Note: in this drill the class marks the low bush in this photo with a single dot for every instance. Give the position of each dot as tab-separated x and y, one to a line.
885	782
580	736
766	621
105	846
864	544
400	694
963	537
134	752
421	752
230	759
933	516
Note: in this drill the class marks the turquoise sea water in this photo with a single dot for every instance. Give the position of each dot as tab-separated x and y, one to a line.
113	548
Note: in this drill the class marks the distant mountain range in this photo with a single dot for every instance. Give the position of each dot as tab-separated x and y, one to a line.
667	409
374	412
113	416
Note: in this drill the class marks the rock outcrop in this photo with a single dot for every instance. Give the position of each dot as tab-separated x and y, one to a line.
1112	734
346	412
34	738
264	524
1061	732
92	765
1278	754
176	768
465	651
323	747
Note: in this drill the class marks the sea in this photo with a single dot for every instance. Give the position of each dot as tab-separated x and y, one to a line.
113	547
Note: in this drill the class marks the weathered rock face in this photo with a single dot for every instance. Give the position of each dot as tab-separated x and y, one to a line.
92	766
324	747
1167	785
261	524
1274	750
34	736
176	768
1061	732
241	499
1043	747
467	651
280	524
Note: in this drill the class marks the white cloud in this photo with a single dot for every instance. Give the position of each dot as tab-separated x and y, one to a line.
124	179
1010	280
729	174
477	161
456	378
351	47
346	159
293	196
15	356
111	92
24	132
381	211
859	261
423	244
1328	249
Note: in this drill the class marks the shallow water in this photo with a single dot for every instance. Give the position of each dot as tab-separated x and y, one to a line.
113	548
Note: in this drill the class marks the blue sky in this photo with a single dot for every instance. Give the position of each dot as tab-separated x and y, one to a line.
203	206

################

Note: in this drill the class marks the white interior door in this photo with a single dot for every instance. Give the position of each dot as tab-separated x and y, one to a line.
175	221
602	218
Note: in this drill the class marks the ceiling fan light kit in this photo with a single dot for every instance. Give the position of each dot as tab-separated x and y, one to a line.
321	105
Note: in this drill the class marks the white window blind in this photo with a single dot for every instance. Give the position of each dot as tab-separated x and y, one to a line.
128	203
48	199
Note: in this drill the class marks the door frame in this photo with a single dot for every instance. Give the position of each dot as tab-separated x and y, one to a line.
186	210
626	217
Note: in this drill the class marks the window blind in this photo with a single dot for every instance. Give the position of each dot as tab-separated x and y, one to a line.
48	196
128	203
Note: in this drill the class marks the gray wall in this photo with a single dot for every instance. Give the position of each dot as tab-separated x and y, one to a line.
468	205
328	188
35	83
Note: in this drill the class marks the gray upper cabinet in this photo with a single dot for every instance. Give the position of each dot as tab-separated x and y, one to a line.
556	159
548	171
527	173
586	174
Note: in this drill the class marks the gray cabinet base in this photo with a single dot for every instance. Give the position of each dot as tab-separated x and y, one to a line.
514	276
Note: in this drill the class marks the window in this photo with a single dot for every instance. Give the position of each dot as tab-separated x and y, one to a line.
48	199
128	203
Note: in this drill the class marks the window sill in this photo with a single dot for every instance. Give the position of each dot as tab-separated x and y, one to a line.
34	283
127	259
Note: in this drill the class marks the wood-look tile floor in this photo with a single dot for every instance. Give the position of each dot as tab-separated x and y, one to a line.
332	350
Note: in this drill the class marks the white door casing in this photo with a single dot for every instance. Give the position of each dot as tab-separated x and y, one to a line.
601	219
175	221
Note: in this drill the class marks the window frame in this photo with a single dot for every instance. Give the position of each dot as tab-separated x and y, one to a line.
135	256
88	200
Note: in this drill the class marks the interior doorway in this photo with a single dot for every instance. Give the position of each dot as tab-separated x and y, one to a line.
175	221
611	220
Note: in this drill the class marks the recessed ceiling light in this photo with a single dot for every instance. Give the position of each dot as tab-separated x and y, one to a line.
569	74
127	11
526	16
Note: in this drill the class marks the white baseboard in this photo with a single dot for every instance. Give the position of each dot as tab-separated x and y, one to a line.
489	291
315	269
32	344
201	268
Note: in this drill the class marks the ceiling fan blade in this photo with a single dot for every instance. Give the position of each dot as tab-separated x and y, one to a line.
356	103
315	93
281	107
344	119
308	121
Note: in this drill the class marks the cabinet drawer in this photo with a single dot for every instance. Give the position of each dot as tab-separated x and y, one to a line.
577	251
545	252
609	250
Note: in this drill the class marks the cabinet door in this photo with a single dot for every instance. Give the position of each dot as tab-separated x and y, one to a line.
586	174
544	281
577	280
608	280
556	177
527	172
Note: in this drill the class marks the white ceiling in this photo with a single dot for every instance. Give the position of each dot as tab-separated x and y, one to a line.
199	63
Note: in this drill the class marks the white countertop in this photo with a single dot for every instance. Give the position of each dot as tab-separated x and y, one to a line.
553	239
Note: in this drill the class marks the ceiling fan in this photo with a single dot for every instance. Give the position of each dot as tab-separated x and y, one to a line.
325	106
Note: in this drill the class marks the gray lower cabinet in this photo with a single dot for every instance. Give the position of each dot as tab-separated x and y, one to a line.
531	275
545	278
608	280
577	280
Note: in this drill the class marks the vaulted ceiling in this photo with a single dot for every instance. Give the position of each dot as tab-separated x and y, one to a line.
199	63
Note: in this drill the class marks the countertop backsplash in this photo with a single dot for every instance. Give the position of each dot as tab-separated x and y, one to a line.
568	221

################

» **Exercise details**
List every line of the data above that contains the word "gray".

» **Output**
Note: in this drill the class marks the gray wall in this photo with a single dot for every instance. Give the position of each dot as tab-separated x and y, one to a line.
Note: in this drill the class marks the gray upper cabinet in this photo with a single dot for every instance. Give the position of each dot as tab-separated x and y, one to a line.
Note: in this drill the class marks the gray cabinet base in this photo with a single dot for every instance. Give the position of each dot as tab-separated x and y, one to a line.
Note: in this drill the class marks the gray lower cabinet in this photo with a single dot for every instance. Give the position of each dot as tab-separated x and y, one to a line.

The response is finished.